[Start of Attachment]
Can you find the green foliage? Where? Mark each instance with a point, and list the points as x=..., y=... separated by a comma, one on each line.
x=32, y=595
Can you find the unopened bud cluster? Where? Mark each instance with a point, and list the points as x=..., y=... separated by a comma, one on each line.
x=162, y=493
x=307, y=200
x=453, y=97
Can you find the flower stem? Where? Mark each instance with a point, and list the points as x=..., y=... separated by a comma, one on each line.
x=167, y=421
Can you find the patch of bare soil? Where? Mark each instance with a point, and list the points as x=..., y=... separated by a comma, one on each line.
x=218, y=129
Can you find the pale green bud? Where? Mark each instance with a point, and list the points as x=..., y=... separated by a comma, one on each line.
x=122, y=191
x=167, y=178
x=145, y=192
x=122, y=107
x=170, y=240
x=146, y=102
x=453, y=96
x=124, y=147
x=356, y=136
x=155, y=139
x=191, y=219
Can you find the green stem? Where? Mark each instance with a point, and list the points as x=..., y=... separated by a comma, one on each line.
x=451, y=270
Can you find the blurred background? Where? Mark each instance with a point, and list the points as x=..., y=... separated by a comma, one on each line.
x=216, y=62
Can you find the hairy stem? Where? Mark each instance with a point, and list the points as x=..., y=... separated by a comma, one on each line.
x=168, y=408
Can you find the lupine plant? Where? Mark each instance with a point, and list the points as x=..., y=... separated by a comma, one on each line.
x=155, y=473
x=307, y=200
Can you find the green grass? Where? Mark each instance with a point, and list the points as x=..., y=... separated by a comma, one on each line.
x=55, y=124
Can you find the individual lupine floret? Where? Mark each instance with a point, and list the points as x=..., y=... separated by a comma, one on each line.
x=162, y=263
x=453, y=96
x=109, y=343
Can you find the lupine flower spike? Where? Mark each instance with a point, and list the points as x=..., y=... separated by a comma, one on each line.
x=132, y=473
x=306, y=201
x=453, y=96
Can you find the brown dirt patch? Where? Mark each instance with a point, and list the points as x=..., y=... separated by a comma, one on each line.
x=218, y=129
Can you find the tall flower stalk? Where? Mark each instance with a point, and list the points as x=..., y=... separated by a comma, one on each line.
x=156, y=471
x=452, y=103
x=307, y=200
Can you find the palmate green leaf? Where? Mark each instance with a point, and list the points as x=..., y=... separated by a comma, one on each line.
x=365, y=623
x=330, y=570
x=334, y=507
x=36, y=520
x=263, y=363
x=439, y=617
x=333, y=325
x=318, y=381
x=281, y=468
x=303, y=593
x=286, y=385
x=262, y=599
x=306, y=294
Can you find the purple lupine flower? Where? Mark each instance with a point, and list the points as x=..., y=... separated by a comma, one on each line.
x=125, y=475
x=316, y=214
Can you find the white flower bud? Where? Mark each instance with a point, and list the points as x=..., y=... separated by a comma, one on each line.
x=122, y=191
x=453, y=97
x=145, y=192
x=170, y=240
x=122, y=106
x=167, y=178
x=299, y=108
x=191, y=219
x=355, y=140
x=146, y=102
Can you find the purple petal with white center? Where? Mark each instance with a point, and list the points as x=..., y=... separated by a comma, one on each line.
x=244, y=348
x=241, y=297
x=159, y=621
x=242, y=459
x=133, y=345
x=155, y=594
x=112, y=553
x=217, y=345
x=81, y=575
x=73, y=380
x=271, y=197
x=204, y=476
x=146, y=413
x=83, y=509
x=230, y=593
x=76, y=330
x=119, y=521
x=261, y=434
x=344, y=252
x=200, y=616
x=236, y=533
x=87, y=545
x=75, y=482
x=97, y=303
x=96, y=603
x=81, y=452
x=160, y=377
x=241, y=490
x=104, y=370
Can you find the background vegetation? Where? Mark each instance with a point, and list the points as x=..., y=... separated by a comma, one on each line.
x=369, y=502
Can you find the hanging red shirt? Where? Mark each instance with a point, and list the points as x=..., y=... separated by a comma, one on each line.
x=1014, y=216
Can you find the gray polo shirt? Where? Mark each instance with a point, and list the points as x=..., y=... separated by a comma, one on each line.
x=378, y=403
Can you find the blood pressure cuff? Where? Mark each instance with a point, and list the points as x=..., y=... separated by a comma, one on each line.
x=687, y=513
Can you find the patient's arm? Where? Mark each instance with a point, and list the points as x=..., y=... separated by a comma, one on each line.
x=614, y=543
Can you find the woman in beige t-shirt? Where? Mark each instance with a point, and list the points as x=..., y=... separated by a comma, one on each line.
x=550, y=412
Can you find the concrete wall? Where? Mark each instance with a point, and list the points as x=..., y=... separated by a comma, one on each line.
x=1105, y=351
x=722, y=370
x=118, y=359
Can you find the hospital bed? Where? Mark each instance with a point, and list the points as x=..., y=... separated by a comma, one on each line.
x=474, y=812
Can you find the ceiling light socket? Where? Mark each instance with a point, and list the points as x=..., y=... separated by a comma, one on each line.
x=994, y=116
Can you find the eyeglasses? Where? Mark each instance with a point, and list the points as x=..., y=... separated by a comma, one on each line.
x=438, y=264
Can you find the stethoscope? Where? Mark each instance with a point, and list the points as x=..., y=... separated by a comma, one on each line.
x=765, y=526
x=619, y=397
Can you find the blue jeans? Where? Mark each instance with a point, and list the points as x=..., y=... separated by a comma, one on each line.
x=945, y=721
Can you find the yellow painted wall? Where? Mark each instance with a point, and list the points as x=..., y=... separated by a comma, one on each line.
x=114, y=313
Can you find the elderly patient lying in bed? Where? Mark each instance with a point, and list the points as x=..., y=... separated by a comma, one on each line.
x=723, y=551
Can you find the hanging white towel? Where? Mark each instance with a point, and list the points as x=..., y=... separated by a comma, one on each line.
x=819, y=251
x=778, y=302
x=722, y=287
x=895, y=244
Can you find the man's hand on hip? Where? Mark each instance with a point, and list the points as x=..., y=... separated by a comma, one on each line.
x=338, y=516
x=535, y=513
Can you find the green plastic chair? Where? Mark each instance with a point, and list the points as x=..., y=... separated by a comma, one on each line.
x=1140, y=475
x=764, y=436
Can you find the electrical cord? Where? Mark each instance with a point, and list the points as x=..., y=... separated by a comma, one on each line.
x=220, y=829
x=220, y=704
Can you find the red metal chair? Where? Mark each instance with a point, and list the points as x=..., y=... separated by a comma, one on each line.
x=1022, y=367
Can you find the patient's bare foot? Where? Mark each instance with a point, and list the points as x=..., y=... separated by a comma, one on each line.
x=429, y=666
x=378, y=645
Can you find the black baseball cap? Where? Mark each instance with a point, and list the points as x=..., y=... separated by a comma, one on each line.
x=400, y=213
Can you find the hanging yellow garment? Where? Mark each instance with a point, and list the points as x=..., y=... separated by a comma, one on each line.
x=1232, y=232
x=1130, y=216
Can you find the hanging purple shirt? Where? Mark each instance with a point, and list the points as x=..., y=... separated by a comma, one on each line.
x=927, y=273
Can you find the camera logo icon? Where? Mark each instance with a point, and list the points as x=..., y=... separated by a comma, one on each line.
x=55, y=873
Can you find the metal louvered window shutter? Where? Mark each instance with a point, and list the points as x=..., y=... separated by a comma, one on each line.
[End of Attachment]
Reproduce the material word for word. Leave nothing out.

RESPONSE AREA:
Can you find the green foliage? Where? Mark each instance with a point, and list the points as x=..., y=... separated by a comma, one on each line.
x=32, y=595
Can you find the unopened bud cluster? Where? Mark each instance with a point, and list the points as x=..., y=... separated by a comma, one on each line.
x=162, y=493
x=307, y=200
x=453, y=97
Can you find the flower stem? Where? Mark each instance with a point, and list the points as x=..., y=... separated by a comma, one on each line.
x=167, y=421
Can you find the patch of bare soil? Where? Mark each instance with a point, and list the points as x=..., y=... separated by a comma, one on each line.
x=218, y=129
Can you find the pale green bud? Where? Mark each instance with a point, and list the points as x=..., y=... separated by a comma, one on each line.
x=122, y=191
x=167, y=178
x=145, y=192
x=122, y=107
x=170, y=240
x=146, y=102
x=453, y=96
x=124, y=147
x=356, y=136
x=155, y=139
x=191, y=219
Can you find the green stem? Where? Mark each instance with a point, and list the points as x=..., y=... separated by a comma, one on each line.
x=451, y=270
Can you find the blurred background? Where? Mark each instance with a point, and list the points as x=..., y=... separated by a comma, one on each line.
x=216, y=62
Can you find the hairy stem? Where? Mark each instance with a point, and list the points as x=..., y=... separated by a comma, one on each line.
x=168, y=408
Can you find the lupine plant? Where? Mark each instance with a point, and list the points as x=..., y=... separated by a comma, one on each line.
x=155, y=473
x=307, y=200
Can you find the green grass? Where? Mark each instance with a point, and list the points as x=..., y=... separated by a comma, one on each line.
x=55, y=124
Can you find the individual lupine floret? Where? Mark each instance with a point, and list the points as x=..., y=... separated by a comma, one on each line.
x=162, y=263
x=453, y=96
x=109, y=343
Can you find the lupine flower spike? Where? Mark each instance with a point, and list the points as x=..., y=... separated by a comma, one on each line.
x=132, y=473
x=306, y=201
x=453, y=96
Can you find the brown dirt patch? Where? Mark each instance with a point, and list the points as x=..., y=... separated by a comma, one on each line.
x=218, y=129
Can you find the tall flower stalk? Where? Mark each instance with a point, and list the points as x=..., y=... separated by a comma, one on each line.
x=156, y=471
x=452, y=103
x=307, y=200
Can you find the palmate green leaf? Where? Mark each instance with a point, and list the points as x=..., y=... separated by a comma, one on each line.
x=365, y=623
x=330, y=570
x=334, y=507
x=36, y=520
x=263, y=363
x=439, y=617
x=333, y=325
x=318, y=381
x=281, y=468
x=303, y=593
x=286, y=385
x=262, y=599
x=306, y=294
Can you find the purple lupine flower? Where? Mark each instance with a point, and list the points as x=..., y=... separated by a comma, one on each line.
x=125, y=475
x=316, y=214
Can you find the white flower bud? Where? Mark each instance with a point, and list the points as x=..., y=... separated by a comma, one on each line.
x=122, y=191
x=453, y=97
x=145, y=192
x=170, y=240
x=122, y=106
x=167, y=178
x=299, y=108
x=191, y=219
x=355, y=140
x=146, y=102
Can you find the purple petal with white center? Where? Mark each instance with a point, and list the points as x=..., y=... separated by a comma, one on each line.
x=244, y=348
x=241, y=297
x=159, y=621
x=242, y=459
x=133, y=345
x=155, y=594
x=112, y=553
x=217, y=345
x=81, y=575
x=73, y=380
x=271, y=197
x=204, y=476
x=146, y=413
x=83, y=509
x=230, y=593
x=76, y=330
x=119, y=521
x=261, y=434
x=344, y=252
x=200, y=616
x=236, y=533
x=87, y=545
x=75, y=482
x=97, y=303
x=96, y=603
x=81, y=452
x=160, y=377
x=241, y=490
x=104, y=370
Can you find the background vegetation? Where? Mark each instance with a point, and list the points as x=..., y=... separated by a comma, one on each line.
x=369, y=502
Can you find the hanging red shirt? Where? Mark each instance with a point, and list the points as x=..., y=... separated by a comma, one on each line.
x=1014, y=216
Can you find the gray polo shirt? Where? Mark each instance with a point, and list the points as x=..., y=... separated by a comma, one on each line.
x=378, y=403
Can you find the blood pressure cuff? Where? Mark each instance with a point, and list the points as x=..., y=... separated by a comma, one on each line.
x=687, y=513
Can you find the patient's arm? Where? Mark each instance with a point, and list the points as x=..., y=... separated by a comma, one on each line.
x=614, y=543
Can you find the woman in beige t-shirt? Where? Mark each instance with a point, and list the points as x=..., y=... separated by a comma, one on each line.
x=550, y=412
Can you find the concrete wall? Where? Mark each instance with a point, and list the points as x=..., y=... separated by a comma, one on each line.
x=1105, y=351
x=722, y=370
x=118, y=359
Can you find the hospital bed? Where? Mark each instance with a point, and list the points as x=..., y=... separated by a comma, one on each line.
x=474, y=812
Can you find the ceiling light socket? Where? Mark each instance with a point, and list the points as x=..., y=... separated by a comma, one on each line.
x=994, y=116
Can you find the eyeglasses? Where? Mark each instance with a point, and list the points as x=..., y=... separated by a comma, one on each line.
x=438, y=264
Can you find the stethoscope? Where? Mark each instance with a point, and list the points as x=..., y=... separated by a comma, one on each line.
x=765, y=526
x=619, y=397
Can you find the blue jeans? Where? Mark each instance with a point, and list the points as x=..., y=... separated by a comma, one on each line.
x=945, y=721
Can you find the yellow painted wall? Where? Mark each instance with a point, and list the points as x=..., y=... separated by a comma, one on each line.
x=114, y=313
Can you find the elderly patient lying in bed? Where? Mark each instance with a point, and list the points as x=..., y=... separated by a comma, one on each line.
x=723, y=551
Can you find the hanging white towel? Where? Mark each instance with a point, and list the points as x=..., y=... separated by a comma, one on each line.
x=819, y=251
x=778, y=302
x=722, y=287
x=895, y=244
Can you find the man's hand on hip? Where? Mark each instance with a point, and list the points as x=..., y=... separated by a comma, one on each line.
x=338, y=516
x=535, y=513
Can you find the green plastic chair? Where? Mark each instance with a point, and list the points as x=..., y=... separated by a comma, one on each line.
x=1140, y=475
x=764, y=436
Can you find the electrical cord? Where? Mark each instance with a point, and list the points as x=..., y=... separated by a comma, one on each line.
x=220, y=829
x=220, y=704
Can you find the red metal chair? Where? Mark each instance with a point, and list the points as x=..., y=... separated by a comma, one on each line.
x=1022, y=367
Can you find the patient's bare foot? Where? Mark each instance with a point, and list the points as x=..., y=... separated by a comma, one on each line.
x=429, y=666
x=378, y=645
Can you find the black baseball cap? Where? Mark each instance with a point, and list the points as x=..., y=... separated by a comma, one on each line.
x=400, y=213
Can you find the hanging yellow garment? Where? Mark each instance with a point, and list the points as x=..., y=... separated by a comma, one on each line.
x=1232, y=232
x=1130, y=216
Can you find the hanging purple shirt? Where? Mark each instance with a point, and list the points as x=..., y=... separated by a comma, one on each line.
x=927, y=273
Can you find the camera logo icon? Where? Mark each instance with a point, and list the points as x=..., y=... separated by a comma, one on each line.
x=55, y=873
Can you find the metal louvered window shutter? Where? Mark each instance with a point, and list the points as x=..., y=... separated by a comma, one on each line.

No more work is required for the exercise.